* **Short exercise**:
Answer these questions from the article on hiring leaders for overseas operations below:
1. Which firm hosted the IESF annual meeting in Cleveland?
2. How many local offices does the IESF operate, and in how many countries?
3. What single aspect does Normand Lebeau say his successful overseas placements had in common?

* **Source excerpt**:
-- -- --

Character, chemistry and cultural sensitivity are key criteria that C-suite leaders look for when identifying and onboarding leaders at their global operations. This is the conclusion of CEOs and international search executives who met recently in Cleveland at the annual meeting of the International Executive Search Federation (IESF), hosted recently by ASLON Group.
Formed in 2002, the IESF includes member firms from North and South America, Europe, Asia Pacific, the Middle East and Africa. The group operates 80 local offices in 22 countries.
“Identifying and onboarding senior management hires for overseas operations – particularly in emerging economies such as China and India – are delicate and deliberate projects,” said ASLON’s Tim Smith, who helped organize the conference.
Character Impacts the Bottom Line
CEOs in attendance, each from U.S.-based manufacturers with production operations in overseas locations, suggested that in order to understand the character, chemistry and cultural sensitivity of finalist candidates, the most effective interview processes often include extra time spent in social situations, including with spouses, and moving beyond results-oriented topics in interviews in order to identify the character-driven motivations and methods by which the candidates’ successful track records were achieved.
“There is a clear consensus that character impacts the bottom line,” Mr. Smith said. “And a hiring misstep can become a major set-back for a company and impact productivity, PR and employee morale.”
“Our successful overseas placements have had one major aspect in common — adaptability,” said Normand Lebeau of Mandrake, Montreal. “Adaptability is found in communication skills, leadership style, and personality traits.” The most basic element of adaptability is mastery of the local language, he said, “and a willingness to understand country norms and values and blend those over time with the culture and goals of the parent company.” It’s a significant challenge, he noted, requiring a unique set of interpersonal and management skills.

-- -- --

[Pointing records]
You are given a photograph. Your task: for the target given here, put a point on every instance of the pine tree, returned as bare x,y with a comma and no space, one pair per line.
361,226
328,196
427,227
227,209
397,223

-- -- --

* **Written reply**:
1. ASLON Group
2. 80 local offices in 22 countries
3. Adaptability